::: MATERIAL SUPPLIED :::

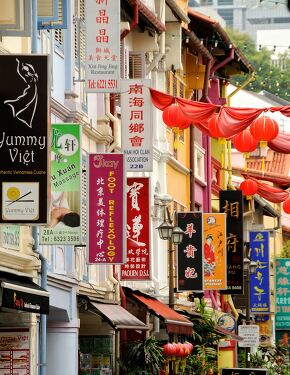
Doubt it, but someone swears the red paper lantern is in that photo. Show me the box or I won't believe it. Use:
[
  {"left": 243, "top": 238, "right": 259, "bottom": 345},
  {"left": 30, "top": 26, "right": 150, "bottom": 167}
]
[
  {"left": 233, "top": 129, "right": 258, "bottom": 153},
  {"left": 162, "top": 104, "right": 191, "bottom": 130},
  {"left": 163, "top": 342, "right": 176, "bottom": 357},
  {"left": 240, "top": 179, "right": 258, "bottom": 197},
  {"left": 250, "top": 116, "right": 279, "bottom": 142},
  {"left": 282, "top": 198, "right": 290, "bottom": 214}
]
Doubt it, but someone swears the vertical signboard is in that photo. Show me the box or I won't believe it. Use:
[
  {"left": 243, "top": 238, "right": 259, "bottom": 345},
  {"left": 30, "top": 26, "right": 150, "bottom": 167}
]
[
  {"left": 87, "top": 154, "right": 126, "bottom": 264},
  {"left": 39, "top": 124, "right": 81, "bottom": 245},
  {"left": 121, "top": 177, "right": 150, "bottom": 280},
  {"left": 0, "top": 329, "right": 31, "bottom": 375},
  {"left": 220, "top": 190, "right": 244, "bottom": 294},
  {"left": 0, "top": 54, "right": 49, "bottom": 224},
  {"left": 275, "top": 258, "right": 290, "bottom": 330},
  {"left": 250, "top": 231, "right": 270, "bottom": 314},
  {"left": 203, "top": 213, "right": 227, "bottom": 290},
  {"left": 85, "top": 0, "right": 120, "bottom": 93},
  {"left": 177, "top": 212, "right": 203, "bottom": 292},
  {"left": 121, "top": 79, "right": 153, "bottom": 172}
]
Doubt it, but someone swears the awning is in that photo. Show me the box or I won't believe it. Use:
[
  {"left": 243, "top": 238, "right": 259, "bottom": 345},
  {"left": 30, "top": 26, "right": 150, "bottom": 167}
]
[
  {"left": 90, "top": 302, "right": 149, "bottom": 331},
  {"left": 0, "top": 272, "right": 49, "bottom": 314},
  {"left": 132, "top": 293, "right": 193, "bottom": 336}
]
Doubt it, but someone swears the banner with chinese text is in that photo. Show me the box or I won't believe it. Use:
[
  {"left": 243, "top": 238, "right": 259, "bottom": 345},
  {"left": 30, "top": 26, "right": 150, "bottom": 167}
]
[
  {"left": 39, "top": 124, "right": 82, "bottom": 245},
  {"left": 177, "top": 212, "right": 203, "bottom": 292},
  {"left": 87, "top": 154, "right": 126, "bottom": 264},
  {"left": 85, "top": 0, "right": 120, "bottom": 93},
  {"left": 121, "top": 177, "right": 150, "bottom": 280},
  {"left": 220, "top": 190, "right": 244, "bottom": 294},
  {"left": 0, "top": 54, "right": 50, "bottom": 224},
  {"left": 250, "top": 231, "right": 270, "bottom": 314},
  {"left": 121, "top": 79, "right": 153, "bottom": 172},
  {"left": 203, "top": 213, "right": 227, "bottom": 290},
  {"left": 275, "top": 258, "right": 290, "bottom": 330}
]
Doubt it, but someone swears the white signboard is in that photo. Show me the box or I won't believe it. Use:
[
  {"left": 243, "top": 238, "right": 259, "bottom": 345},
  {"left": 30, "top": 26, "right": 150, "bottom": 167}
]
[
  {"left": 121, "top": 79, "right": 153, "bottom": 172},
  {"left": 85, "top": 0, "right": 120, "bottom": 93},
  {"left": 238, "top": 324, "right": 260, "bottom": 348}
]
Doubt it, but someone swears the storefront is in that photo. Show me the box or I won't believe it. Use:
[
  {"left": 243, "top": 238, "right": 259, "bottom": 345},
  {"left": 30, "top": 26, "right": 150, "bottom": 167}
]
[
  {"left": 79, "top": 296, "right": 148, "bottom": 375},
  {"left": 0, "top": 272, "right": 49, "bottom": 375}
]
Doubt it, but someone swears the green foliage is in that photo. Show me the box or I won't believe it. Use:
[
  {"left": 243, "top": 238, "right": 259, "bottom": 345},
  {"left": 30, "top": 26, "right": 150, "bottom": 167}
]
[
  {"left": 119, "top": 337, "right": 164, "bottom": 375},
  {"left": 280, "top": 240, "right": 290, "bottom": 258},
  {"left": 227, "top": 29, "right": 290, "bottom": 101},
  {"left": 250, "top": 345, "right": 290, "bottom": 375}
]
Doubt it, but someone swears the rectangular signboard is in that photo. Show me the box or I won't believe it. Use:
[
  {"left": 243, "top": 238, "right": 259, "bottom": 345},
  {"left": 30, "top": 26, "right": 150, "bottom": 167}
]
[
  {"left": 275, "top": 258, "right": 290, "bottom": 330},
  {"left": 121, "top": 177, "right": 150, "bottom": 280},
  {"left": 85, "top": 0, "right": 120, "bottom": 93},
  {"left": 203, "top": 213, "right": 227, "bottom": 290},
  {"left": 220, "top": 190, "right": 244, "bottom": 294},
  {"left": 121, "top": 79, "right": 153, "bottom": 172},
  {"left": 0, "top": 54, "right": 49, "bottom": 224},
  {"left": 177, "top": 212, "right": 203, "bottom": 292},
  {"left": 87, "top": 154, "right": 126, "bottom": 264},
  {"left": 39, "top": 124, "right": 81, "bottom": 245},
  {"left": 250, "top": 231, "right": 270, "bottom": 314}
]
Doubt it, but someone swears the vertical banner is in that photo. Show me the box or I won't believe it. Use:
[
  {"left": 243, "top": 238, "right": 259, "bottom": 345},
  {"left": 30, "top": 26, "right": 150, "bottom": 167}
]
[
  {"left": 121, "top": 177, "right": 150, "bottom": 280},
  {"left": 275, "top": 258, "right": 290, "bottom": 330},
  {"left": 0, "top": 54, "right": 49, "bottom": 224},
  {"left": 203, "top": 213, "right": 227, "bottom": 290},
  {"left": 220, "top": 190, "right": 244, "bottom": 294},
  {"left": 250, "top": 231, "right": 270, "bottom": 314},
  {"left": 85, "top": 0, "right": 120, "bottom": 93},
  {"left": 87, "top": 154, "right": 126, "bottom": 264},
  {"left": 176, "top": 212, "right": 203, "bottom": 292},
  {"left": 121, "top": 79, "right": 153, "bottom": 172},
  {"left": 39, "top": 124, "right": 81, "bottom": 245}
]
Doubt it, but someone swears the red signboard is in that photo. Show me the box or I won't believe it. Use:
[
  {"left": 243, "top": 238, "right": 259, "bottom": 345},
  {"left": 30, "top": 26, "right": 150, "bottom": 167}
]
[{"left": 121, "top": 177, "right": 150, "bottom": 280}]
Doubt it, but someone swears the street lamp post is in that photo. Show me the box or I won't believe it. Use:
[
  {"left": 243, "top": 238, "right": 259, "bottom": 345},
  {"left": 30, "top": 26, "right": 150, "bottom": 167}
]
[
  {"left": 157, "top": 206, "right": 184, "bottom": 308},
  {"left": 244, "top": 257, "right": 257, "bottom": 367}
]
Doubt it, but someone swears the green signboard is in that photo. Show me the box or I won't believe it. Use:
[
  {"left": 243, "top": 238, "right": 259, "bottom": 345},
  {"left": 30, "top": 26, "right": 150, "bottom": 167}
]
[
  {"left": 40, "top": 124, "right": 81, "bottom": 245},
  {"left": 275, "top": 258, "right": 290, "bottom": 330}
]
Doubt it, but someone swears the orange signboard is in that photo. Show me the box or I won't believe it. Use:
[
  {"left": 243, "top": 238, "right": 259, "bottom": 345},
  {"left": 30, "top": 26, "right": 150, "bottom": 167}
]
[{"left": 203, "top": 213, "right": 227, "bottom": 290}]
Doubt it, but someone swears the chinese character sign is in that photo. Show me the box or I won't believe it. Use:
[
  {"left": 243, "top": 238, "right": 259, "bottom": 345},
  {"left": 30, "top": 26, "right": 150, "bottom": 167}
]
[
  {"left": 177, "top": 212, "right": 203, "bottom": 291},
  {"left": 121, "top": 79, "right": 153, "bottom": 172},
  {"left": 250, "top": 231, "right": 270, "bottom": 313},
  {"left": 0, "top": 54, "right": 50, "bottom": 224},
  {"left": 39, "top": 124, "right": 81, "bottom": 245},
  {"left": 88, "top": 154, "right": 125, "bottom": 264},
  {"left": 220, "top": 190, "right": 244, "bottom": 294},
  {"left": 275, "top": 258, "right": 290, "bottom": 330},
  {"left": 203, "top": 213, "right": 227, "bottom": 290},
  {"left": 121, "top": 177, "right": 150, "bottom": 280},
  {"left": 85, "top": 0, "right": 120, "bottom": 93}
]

:::

EXERCISE
From the listing above, pull out every line containing the word "green".

ANSWER FOR THIS EXERCISE
Doubt it, but someone swears the green foliage is in that photo. Show me the box or I won't believe it. Use:
Doubt it, but someone swears the green signboard is in that photo. Show me the box or I won't believe it. Use:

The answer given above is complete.